- GOAL OF THE EXERCISE: Write out all of the entries below word for word, leaving out the pictures.

+++

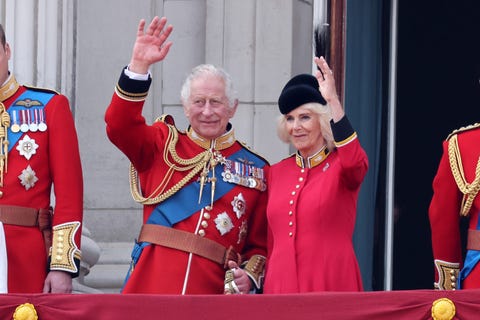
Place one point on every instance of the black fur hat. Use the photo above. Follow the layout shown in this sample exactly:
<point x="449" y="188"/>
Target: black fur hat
<point x="301" y="89"/>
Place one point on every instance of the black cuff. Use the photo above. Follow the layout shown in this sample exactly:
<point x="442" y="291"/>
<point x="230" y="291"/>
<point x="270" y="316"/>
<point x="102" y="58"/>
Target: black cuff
<point x="342" y="129"/>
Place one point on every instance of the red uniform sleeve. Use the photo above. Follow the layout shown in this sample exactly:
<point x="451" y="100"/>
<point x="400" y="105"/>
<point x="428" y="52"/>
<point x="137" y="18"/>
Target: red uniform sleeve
<point x="444" y="214"/>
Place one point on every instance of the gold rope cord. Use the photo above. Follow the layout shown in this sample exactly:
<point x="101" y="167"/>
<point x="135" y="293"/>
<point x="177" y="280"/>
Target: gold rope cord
<point x="469" y="190"/>
<point x="194" y="164"/>
<point x="4" y="125"/>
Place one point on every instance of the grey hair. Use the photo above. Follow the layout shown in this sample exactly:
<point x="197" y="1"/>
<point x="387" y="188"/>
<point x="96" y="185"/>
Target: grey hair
<point x="209" y="69"/>
<point x="324" y="116"/>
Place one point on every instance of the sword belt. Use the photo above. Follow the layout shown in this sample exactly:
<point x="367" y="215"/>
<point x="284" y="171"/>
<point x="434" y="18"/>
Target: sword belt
<point x="188" y="242"/>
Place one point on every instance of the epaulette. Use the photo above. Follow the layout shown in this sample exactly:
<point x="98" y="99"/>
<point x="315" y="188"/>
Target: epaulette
<point x="169" y="121"/>
<point x="463" y="129"/>
<point x="47" y="90"/>
<point x="244" y="144"/>
<point x="166" y="118"/>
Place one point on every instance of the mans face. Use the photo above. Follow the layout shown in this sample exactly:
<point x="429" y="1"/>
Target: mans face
<point x="4" y="57"/>
<point x="207" y="108"/>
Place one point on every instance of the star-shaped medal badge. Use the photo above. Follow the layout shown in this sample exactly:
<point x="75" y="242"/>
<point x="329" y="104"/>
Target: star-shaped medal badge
<point x="239" y="205"/>
<point x="223" y="223"/>
<point x="27" y="147"/>
<point x="28" y="178"/>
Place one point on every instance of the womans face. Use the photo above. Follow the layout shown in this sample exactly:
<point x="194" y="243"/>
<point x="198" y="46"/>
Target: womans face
<point x="303" y="127"/>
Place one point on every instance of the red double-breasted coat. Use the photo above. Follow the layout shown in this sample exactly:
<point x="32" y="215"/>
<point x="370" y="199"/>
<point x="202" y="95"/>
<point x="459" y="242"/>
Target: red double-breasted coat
<point x="39" y="162"/>
<point x="311" y="215"/>
<point x="236" y="218"/>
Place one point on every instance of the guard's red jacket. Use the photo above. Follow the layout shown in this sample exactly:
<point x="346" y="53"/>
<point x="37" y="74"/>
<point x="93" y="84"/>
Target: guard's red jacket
<point x="41" y="159"/>
<point x="455" y="191"/>
<point x="237" y="217"/>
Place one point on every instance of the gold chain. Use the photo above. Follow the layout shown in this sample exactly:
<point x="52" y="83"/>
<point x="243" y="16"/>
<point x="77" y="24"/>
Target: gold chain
<point x="469" y="190"/>
<point x="194" y="164"/>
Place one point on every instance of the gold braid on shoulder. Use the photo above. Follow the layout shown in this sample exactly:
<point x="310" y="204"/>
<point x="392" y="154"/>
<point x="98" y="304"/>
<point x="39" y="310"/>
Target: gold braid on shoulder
<point x="194" y="165"/>
<point x="469" y="190"/>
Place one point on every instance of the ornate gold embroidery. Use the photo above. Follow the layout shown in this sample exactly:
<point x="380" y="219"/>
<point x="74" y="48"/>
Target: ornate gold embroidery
<point x="447" y="275"/>
<point x="254" y="267"/>
<point x="64" y="249"/>
<point x="469" y="190"/>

+++

- TASK RESULT:
Place one point on every instance of the black fur hat. Use the photo above. Follow the layout shown in this sample exactly:
<point x="449" y="188"/>
Target: black fur hat
<point x="301" y="89"/>
Place one point on every instance of the black cuff. Use the photo above. Follow the layout shown in this sample exactly:
<point x="442" y="291"/>
<point x="230" y="291"/>
<point x="270" y="316"/>
<point x="102" y="58"/>
Target: black cuff
<point x="342" y="129"/>
Place one point on every instance of the red uniform sleeve. Use the photo above. Follow the layout shown in this sample exactly:
<point x="451" y="100"/>
<point x="400" y="105"/>
<point x="428" y="52"/>
<point x="137" y="18"/>
Target: red uniform sleeve
<point x="444" y="214"/>
Place one point on every instance of the gold rope cord. Use the photo above. Follow the layout shown in this sample exactly:
<point x="101" y="167"/>
<point x="135" y="293"/>
<point x="177" y="280"/>
Target: gold rope cord
<point x="469" y="190"/>
<point x="194" y="164"/>
<point x="4" y="125"/>
Place one point on every instance of the grey hair. Use the photo above. Follow the layout shown in this sample exactly:
<point x="197" y="1"/>
<point x="387" y="188"/>
<point x="96" y="185"/>
Target: grey hair
<point x="209" y="69"/>
<point x="324" y="116"/>
Place one point on every instance of the sword belt. Use the photo above. Follow the layout shown in this sample exactly:
<point x="367" y="215"/>
<point x="284" y="171"/>
<point x="434" y="18"/>
Target: sword belt
<point x="188" y="242"/>
Place one point on every instance of the epaulette. Use the photo above. Follow the layout shown in this sample exactly:
<point x="98" y="99"/>
<point x="315" y="188"/>
Target: epaulette
<point x="169" y="121"/>
<point x="463" y="129"/>
<point x="47" y="90"/>
<point x="244" y="144"/>
<point x="166" y="118"/>
Place one point on every instance of the mans face. Use the photo above. Follow the layout shown in this sample exactly:
<point x="429" y="1"/>
Target: mans face
<point x="4" y="57"/>
<point x="207" y="108"/>
Place one point on every instance of the star-shaped medal badge. Use the photo above. Follow the layout shown in this sample exactly:
<point x="75" y="242"/>
<point x="329" y="104"/>
Target: star-shaped medal badge
<point x="239" y="205"/>
<point x="223" y="223"/>
<point x="27" y="147"/>
<point x="28" y="178"/>
Place one point on every instance of the womans face. Use the photo above. Follow the layout shown in this sample exactly:
<point x="194" y="243"/>
<point x="198" y="46"/>
Target: womans face
<point x="303" y="127"/>
Place one point on every instance of the red double-breasted coat. Use the photo above. Follow the layout shown in this sample exactly:
<point x="32" y="215"/>
<point x="370" y="199"/>
<point x="202" y="95"/>
<point x="459" y="242"/>
Target: red double-breasted coat
<point x="39" y="162"/>
<point x="311" y="215"/>
<point x="236" y="218"/>
Place one point on every instance of the guard's red jacket. Use the photo above. Follow the layout shown in this sample exactly:
<point x="346" y="53"/>
<point x="37" y="74"/>
<point x="93" y="84"/>
Target: guard's red jacket
<point x="41" y="159"/>
<point x="455" y="191"/>
<point x="237" y="217"/>
Place one point on every instance of the gold chain. Use the photo above. Follow the layout shown in this sample exactly:
<point x="52" y="83"/>
<point x="243" y="16"/>
<point x="77" y="24"/>
Target: gold chain
<point x="469" y="190"/>
<point x="194" y="164"/>
Place one point on every instance of the gold braid on shoulder. Use the photo above. Follow the layout shown in this sample exactly:
<point x="310" y="204"/>
<point x="392" y="154"/>
<point x="98" y="304"/>
<point x="39" y="310"/>
Target: gold braid on shoulder
<point x="194" y="165"/>
<point x="469" y="190"/>
Place one point on every instance of the ornate gold embroidery. Use the photo above. Follow the layout shown in this sample exactly:
<point x="380" y="219"/>
<point x="74" y="48"/>
Target: ornate gold embroidery
<point x="447" y="275"/>
<point x="254" y="267"/>
<point x="64" y="249"/>
<point x="469" y="190"/>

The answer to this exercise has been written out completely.